[Opening Dataset excerpts section]

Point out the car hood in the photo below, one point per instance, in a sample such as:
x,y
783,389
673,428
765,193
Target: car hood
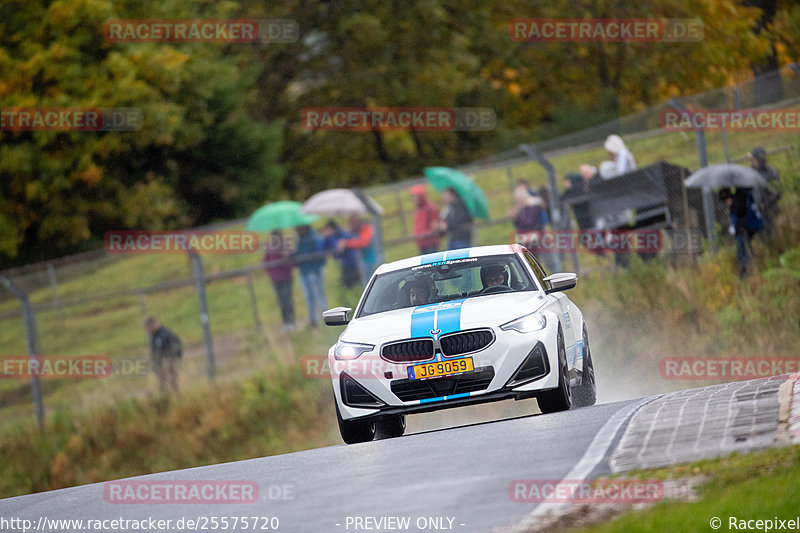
x,y
482,311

[Closing Dataset excerpts section]

## Exercise details:
Could you reproduce all of the data above exactly and skip any image?

## Written solution:
Point out the car hood in the photo below, one point per instance, in a sample such as:
x,y
783,389
673,428
765,193
Target: car hood
x,y
482,311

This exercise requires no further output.